*Input data*:
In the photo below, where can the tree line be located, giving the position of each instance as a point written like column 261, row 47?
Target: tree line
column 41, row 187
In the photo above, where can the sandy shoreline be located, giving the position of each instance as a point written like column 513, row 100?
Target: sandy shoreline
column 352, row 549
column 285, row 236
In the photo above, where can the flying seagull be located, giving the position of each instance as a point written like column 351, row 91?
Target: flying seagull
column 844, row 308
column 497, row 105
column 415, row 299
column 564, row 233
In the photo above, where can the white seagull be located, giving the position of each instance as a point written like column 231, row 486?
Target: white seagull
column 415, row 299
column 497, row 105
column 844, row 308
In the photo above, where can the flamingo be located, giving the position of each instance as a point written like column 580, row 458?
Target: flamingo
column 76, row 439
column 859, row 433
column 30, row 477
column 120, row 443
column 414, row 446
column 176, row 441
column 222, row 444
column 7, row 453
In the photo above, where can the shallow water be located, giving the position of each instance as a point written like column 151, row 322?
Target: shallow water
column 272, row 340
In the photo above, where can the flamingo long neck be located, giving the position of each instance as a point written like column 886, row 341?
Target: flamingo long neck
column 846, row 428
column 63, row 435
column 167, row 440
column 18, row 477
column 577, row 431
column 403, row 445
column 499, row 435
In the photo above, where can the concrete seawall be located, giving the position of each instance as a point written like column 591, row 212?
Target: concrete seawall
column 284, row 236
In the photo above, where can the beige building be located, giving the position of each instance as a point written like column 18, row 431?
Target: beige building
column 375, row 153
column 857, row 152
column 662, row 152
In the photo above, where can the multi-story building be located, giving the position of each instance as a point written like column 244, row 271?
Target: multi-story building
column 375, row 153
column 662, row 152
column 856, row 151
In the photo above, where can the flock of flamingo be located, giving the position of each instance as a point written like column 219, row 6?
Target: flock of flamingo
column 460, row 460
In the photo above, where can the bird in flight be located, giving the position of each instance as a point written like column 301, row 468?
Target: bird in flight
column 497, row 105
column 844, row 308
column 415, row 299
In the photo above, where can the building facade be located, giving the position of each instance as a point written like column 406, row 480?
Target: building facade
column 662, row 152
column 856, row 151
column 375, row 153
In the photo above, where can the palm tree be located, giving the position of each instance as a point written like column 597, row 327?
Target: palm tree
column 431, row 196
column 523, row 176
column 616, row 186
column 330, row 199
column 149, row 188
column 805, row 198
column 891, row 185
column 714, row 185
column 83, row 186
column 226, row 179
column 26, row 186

*Problem details*: Please rename "seagull" as "gull" everywhere in the rows above, and write them out again with nothing else changed.

*In response*:
In the photo below, where can the tree line be located, giving the position of each instance as a point written like column 261, row 47?
Target: tree line
column 41, row 187
In the photo above, where can the sandy shoreline be located, giving the position of each instance as a point written like column 513, row 100?
Target: sandy shoreline
column 352, row 549
column 285, row 236
In the photo above, where can the flying gull be located, giving the position of each instance as a point written like column 351, row 91?
Target: flying gull
column 844, row 308
column 497, row 105
column 415, row 299
column 564, row 233
In the photo above, where can the white gull be located, giving the position of each instance as a point written like column 231, row 486?
Target: white gull
column 415, row 299
column 497, row 105
column 844, row 308
In the photo above, where can the flamingo be located, giving the position of each instance as a point written like column 580, row 458?
Target: flamingo
column 76, row 439
column 859, row 433
column 30, row 477
column 120, row 443
column 414, row 446
column 176, row 441
column 222, row 444
column 7, row 453
In the photo above, where can the shallow water be located, giving the position of each instance as a point written like column 151, row 322?
Target: shallow water
column 272, row 340
In the photo above, where can the flamingo long neck be located, giving the position of each instance as a point written like column 886, row 341?
Target: flamingo long neck
column 846, row 428
column 63, row 435
column 167, row 440
column 18, row 477
column 577, row 431
column 403, row 445
column 499, row 435
In the photo above, where can the concrete seawall be located, giving the position of each instance as a point written like column 591, row 212?
Target: concrete seawall
column 284, row 236
In the photo above, where can the beige building be located, giving the position of each instance as a point written like column 18, row 431?
Target: beige building
column 375, row 153
column 857, row 152
column 662, row 152
In the photo above, where can the multi-story building be located, giving the position of each instance as a point written like column 244, row 271?
Target: multi-story building
column 375, row 153
column 662, row 152
column 856, row 151
In the photo above, where can the flock of flamingo be located, giving the position of each instance as a point written like column 219, row 6?
Target: flock of flamingo
column 460, row 460
In the photo above, where can the bird in flight be located, giving the position of each instance as a point written like column 301, row 468?
Target: bird in flight
column 497, row 105
column 844, row 308
column 415, row 299
In the photo above, where can the building facade be located, giving the position of each instance as a point written like column 406, row 480?
Target: building facade
column 662, row 152
column 856, row 151
column 375, row 153
In the photo above, where can the palm tree be located, giving the position of each instance as a point written like column 597, row 327?
Target: palm tree
column 431, row 196
column 523, row 176
column 616, row 186
column 330, row 199
column 149, row 188
column 805, row 198
column 891, row 185
column 714, row 185
column 83, row 186
column 226, row 179
column 26, row 186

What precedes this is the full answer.